> Task statement
Until you reach the line containing "Exercise. Point out the seat headrest", reproduce each line of the listing exactly, please, and include that line as well.

> Material provided
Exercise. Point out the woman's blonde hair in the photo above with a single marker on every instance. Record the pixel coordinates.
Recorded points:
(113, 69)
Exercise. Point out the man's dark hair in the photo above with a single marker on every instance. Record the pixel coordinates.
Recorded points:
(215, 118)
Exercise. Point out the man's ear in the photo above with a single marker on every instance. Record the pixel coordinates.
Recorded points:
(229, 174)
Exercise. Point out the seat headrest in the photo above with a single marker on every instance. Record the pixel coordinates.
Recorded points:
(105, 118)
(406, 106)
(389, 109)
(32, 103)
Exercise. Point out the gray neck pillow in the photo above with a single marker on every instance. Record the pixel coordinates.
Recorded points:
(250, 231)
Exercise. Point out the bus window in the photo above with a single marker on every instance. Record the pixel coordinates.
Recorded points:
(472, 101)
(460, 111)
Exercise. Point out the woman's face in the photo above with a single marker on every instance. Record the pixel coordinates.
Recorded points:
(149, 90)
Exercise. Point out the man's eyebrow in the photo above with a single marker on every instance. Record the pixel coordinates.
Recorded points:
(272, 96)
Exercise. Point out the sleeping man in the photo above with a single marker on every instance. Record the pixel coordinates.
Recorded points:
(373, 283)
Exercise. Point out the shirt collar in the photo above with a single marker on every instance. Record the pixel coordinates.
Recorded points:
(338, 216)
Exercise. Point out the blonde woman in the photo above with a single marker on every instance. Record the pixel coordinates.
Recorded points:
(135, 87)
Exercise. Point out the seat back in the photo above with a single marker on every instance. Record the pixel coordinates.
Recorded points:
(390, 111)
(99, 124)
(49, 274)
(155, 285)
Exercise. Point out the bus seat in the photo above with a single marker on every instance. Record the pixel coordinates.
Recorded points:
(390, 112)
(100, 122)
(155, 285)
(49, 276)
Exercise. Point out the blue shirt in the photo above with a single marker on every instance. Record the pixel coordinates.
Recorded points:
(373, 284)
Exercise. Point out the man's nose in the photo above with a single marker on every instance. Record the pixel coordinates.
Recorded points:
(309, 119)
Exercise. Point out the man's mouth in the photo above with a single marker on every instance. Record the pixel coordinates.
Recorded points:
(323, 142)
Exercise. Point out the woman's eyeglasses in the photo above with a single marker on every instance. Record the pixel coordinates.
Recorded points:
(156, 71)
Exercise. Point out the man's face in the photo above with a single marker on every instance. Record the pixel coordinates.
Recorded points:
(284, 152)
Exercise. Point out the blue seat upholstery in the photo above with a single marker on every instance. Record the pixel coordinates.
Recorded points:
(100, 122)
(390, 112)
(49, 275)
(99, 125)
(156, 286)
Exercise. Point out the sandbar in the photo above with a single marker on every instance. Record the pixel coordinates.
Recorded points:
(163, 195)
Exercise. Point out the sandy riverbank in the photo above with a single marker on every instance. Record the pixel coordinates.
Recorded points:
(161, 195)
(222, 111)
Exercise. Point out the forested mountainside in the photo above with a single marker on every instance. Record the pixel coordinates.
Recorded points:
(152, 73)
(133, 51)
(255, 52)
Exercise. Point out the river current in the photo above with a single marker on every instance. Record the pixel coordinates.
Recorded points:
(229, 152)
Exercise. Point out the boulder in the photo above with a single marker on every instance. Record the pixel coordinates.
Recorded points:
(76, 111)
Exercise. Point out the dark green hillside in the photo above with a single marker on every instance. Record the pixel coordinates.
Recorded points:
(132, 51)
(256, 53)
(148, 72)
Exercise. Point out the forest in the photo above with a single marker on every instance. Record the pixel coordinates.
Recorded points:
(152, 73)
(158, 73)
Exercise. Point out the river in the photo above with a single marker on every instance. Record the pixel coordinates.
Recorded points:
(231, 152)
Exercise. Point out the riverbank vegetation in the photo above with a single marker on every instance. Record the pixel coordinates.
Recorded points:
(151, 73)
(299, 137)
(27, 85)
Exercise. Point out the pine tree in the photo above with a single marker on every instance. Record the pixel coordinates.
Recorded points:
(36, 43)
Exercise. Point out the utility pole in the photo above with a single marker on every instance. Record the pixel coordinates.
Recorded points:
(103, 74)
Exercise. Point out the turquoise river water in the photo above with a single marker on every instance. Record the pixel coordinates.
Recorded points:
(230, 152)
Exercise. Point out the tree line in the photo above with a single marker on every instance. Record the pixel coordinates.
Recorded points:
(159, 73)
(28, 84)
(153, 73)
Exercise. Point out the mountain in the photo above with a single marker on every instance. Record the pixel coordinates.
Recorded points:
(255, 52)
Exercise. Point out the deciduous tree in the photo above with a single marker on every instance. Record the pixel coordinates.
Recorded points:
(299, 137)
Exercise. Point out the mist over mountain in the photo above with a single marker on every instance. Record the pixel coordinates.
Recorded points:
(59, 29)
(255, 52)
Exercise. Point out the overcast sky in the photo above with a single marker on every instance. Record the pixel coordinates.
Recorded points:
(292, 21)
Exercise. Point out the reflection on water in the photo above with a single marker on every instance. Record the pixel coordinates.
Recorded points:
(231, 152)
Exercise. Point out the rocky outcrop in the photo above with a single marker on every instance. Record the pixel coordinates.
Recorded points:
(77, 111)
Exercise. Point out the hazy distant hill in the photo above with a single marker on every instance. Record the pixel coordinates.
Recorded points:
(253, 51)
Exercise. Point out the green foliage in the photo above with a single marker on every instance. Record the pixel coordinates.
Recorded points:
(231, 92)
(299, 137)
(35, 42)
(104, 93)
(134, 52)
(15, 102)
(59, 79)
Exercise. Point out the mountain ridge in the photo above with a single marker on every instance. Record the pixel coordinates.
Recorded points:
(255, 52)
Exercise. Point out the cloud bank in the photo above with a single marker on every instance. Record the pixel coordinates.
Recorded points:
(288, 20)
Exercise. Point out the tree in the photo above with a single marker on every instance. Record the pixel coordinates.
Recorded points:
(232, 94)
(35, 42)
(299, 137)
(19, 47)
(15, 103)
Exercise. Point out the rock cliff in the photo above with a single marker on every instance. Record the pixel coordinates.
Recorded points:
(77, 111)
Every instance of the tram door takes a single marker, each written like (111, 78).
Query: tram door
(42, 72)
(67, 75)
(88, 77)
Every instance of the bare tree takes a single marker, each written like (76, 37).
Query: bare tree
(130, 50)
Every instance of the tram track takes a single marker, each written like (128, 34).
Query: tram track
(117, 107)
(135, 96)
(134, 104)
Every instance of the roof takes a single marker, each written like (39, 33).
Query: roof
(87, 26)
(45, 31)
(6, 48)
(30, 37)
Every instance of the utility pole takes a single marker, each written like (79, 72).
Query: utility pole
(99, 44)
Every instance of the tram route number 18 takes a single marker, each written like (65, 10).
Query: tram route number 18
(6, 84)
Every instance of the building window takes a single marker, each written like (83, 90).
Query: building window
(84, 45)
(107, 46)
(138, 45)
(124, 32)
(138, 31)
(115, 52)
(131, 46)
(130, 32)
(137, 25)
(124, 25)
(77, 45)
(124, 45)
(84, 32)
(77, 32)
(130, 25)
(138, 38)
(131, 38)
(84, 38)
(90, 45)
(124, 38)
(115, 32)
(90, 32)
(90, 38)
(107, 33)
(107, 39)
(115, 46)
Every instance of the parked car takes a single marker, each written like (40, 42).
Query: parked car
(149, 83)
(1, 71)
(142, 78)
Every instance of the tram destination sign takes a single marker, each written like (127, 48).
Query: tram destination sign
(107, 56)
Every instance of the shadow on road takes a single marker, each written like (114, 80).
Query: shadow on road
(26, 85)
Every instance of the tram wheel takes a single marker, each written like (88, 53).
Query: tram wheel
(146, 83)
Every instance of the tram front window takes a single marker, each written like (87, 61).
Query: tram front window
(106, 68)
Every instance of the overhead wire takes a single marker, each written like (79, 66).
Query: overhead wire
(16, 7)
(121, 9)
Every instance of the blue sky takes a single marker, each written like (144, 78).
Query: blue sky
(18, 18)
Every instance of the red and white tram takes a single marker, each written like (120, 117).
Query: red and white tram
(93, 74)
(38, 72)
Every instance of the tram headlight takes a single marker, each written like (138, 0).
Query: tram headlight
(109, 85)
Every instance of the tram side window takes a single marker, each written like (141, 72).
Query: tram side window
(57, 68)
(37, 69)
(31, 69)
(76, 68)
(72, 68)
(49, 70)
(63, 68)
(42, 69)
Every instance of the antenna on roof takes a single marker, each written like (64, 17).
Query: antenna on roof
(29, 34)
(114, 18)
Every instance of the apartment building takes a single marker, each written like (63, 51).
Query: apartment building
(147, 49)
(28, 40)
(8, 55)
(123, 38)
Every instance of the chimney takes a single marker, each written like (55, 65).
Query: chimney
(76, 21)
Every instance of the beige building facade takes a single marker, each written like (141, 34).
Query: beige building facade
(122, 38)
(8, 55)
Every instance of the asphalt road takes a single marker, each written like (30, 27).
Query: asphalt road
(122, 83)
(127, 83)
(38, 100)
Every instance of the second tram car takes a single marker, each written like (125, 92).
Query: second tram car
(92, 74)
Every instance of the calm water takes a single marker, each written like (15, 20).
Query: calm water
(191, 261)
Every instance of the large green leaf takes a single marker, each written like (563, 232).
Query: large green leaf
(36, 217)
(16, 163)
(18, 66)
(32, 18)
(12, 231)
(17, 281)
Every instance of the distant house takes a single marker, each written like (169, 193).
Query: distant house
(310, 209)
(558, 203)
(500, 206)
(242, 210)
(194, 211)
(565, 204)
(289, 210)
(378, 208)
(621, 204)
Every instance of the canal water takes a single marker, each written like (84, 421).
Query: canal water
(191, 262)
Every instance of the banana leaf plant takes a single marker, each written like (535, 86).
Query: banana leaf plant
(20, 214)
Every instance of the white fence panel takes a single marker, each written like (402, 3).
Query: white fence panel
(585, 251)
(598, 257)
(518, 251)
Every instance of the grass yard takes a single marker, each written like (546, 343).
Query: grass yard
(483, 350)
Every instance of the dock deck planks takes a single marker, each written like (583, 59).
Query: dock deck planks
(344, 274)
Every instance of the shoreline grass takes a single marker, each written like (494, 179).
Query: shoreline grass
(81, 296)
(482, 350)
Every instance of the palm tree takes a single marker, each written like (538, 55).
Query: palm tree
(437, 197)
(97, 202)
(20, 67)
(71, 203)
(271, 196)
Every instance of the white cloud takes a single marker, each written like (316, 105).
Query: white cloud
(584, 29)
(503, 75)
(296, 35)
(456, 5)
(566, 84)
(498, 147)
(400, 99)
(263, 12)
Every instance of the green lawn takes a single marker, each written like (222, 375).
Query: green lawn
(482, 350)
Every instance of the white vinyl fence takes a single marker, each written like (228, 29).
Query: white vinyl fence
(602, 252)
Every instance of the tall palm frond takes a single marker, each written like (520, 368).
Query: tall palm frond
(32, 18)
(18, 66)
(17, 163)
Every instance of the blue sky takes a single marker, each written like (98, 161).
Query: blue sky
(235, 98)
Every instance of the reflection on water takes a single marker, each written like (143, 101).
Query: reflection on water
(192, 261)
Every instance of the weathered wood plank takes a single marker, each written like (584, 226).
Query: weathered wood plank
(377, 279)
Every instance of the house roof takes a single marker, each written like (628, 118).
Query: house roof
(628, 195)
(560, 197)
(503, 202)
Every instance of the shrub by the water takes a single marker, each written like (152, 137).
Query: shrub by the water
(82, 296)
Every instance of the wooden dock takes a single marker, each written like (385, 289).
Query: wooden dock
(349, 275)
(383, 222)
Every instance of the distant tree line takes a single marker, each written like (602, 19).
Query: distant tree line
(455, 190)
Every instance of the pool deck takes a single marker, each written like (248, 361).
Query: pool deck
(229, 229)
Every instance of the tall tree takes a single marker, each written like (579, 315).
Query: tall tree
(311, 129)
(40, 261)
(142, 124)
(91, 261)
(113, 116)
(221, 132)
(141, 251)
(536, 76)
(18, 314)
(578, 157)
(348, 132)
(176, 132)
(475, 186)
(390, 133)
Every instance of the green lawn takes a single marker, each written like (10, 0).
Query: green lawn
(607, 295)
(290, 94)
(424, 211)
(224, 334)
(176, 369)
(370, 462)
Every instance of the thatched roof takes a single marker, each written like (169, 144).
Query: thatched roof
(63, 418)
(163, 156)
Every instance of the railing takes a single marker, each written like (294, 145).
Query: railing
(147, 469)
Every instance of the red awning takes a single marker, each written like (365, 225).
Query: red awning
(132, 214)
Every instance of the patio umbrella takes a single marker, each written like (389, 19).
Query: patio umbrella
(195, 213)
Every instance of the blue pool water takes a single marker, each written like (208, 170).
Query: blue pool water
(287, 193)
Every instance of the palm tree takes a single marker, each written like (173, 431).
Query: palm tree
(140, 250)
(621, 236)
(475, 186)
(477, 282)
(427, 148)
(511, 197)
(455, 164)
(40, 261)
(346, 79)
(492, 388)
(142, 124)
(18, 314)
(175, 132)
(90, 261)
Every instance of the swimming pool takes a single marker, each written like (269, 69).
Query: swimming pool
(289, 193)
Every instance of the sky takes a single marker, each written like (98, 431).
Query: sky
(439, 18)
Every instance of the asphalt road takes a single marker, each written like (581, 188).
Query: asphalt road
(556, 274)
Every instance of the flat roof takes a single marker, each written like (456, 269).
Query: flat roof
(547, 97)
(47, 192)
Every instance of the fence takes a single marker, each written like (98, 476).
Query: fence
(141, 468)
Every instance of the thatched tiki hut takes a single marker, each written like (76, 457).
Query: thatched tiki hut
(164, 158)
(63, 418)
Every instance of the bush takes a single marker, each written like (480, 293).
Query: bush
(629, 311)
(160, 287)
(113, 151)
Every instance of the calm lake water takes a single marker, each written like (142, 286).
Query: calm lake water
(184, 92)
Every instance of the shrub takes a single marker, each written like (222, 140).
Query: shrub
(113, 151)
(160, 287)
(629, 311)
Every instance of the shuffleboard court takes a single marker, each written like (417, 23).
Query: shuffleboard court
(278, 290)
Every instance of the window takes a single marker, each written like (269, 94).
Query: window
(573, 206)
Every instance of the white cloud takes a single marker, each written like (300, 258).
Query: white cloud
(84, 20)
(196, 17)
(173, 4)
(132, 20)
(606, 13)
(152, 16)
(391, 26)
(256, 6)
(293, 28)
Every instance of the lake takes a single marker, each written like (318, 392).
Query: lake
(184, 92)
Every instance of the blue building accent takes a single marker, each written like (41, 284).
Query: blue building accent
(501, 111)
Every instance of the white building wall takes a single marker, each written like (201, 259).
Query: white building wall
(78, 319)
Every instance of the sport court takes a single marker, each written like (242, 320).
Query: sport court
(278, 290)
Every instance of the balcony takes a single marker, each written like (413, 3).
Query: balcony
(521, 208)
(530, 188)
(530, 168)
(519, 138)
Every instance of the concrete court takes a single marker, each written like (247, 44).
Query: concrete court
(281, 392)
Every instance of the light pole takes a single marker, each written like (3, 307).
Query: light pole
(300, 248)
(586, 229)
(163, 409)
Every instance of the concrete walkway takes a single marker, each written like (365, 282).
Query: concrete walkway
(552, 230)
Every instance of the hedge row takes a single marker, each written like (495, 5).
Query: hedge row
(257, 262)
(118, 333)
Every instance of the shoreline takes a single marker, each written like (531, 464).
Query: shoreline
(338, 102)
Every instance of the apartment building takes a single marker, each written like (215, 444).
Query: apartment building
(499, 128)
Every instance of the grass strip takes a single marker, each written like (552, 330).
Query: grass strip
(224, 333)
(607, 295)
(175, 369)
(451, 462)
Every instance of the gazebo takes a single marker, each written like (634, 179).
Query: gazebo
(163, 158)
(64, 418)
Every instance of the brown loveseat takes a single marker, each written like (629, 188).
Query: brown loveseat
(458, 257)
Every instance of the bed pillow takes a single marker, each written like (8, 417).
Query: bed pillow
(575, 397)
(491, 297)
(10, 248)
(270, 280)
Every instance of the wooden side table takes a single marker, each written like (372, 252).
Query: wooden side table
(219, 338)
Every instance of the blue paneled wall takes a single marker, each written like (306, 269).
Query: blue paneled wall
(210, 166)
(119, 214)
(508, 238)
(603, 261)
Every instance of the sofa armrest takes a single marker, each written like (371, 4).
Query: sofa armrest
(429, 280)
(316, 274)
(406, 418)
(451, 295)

> Task response
Exercise. Point out the woman's blonde hair in the photo above with a single marker on every instance. Record the pixel coordinates.
Recorded points:
(113, 69)
Exercise. Point out the man's dark hair in the photo above with a single marker on every instance. Record the pixel coordinates.
Recorded points:
(215, 118)
Exercise. Point out the man's ear in the photo above with a single marker on every instance. Record the pixel coordinates.
Recorded points:
(229, 174)
Exercise. Point out the seat headrest in the photo above with a single marker on every instance. Record the pixel coordinates.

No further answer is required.